>> begin PAGE EXTRACT
Sessoms surrendered himself. The police conducted his interview without using duress, threats, force, or making any promises.   Before the officers even began their interview, Sessoms asked whether a lawyer was available, but not that he wanted counsel or refused to talk.  The officers, without answering, advised him of his Miranda rights. Under established Supreme Court precedent, an ambiguous answer from a suspect in custody to the two rights of silence and counsel authorizes the officer to clarify the response; U.S. v. Davis, 512 U.S. 452 (1994). 

Davis is the leading case on this issue confirming the right of officers to clarify an ambiguous answer after informing a suspect of Miranda rights.  But Sessoms opened the conversation before the officers said anything.  According to the 9th Circuit, Davis only applies to ambiguous answers after advisement of Miranda rights, not  before.

Congress enacted AEDPA to prevent just this kind of sophistry.  When a decision of 11 en banc judges splits 6-5, a prior 9th Circuit panel has affirmed a district court judge, and a state appellate panel has affirmed the conviction on direct appeal, that 6 en banc judges can tell all these other judges the state court decision is “unreasonable” is judicial.hubris.
>> end PAGE EXTRACT
>> begin ENTRIES
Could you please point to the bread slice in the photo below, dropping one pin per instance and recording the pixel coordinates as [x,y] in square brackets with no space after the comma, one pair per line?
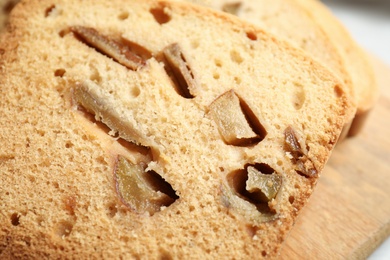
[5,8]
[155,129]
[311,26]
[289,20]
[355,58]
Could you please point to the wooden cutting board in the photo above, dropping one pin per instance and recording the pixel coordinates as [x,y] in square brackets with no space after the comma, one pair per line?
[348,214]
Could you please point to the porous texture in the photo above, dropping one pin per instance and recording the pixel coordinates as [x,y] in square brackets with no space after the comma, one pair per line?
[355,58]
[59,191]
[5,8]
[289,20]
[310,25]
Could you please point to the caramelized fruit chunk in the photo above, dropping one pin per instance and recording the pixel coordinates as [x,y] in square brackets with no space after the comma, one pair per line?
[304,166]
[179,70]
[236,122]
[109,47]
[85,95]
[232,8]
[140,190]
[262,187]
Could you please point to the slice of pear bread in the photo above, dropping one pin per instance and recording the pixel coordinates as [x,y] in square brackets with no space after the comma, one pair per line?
>> end ENTRIES
>> begin ENTRIES
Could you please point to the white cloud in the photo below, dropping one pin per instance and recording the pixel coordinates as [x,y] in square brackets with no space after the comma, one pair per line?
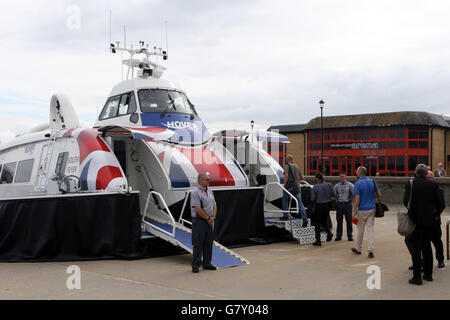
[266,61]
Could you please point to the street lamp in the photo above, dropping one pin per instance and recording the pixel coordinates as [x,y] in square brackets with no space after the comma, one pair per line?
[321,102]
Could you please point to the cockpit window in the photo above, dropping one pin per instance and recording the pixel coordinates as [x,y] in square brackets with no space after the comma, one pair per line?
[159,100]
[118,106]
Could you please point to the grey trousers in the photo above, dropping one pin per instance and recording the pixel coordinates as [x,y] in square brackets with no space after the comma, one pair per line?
>> end ENTRIES
* _JOBS_:
1 - In the passage on the Sessoms case, what did Sessoms ask before the officers began their interview?
2 - Write out the passage on the Sessoms case word for word, everything from "Sessoms surrendered himself." down to "512 U.S. 452 (1994).".
3 - Carry the passage on the Sessoms Miranda case further, picking up after its final sentence.
The lines are separate material and are unrelated to the passage on the Sessoms case.

* _RESPONSES_:
1 - He asked whether a lawyer was available.

2 -
Sessoms surrendered himself. The police conducted his interview without using duress, threats, force, or making any promises.   Before the officers even began their interview, Sessoms asked whether a lawyer was available, but not that he wanted counsel or refused to talk.  The officers, without answering, advised him of his Miranda rights. Under established Supreme Court precedent, an ambiguous answer from a suspect in custody to the two rights of silence and counsel authorizes the officer to clarify the response; U.S. v. Davis, 512 U.S. 452 (1994).

3 -
Note: Sessoms is one of innumerable reversals by the 9th Circuit evading AEDPA. Another example: Jackson v. Nevada, 2012 WL 3156377 (C.A. 9 ). The trial judge excluded evidence submitted by the defense.  The state court upheld the conviction; the district court on habeas agreed.  On appeal, the 9th Circuit ostensibly applied AEDPA and reversed.  

 These two cases are examples of numerous decisions by the 9th Circuit ignoring the restrictions of AEDPA.  In the last term of the Supreme Court, the Justices verbally lashed the 9th Circuit for its repeated evasion of AEDPA, but the underlying problem is a linguistic one.  AEDPA uses the word “unreasonable” application of Supreme Court law to warrant federal court reversal of a state court decisions on habeas corpus.  The word “unreasonable” is abstract, not concrete, incapable of application without the surrounding circumstances and even then involves a subjective opinion.  Whether the majority en banc panel interprets Sessom’s remarks in violation of Miranda or not, the court is mandated to affirm the state court decision unless the interpretation is “unreasonable.” 

Not only do the words “reasonable”, or “unreasonable” vary contingent on context, the word varies in legal terms.  For example, in a Supreme Court case explaining objections based on alleged “ineffective assistance of [trial] counsel,” the Justices said this: “Federal habeas courts must guard against the danger of equating unreasonableness of counsel under Strickland v. Washington, 466 U.S. 668 (1984) [the leading case on ineffective assistance of counsel] with unreasonableness under U.S.C. 2254(d).  When 2254(d) applies, the question is not whether counsel’s actions were reasonable. The question is whether there is any reasonable argument that counsel satisfied Strickland’s’s deferential standard;” Harrington v. Richter, 131 S.Ct.770,788 (2011).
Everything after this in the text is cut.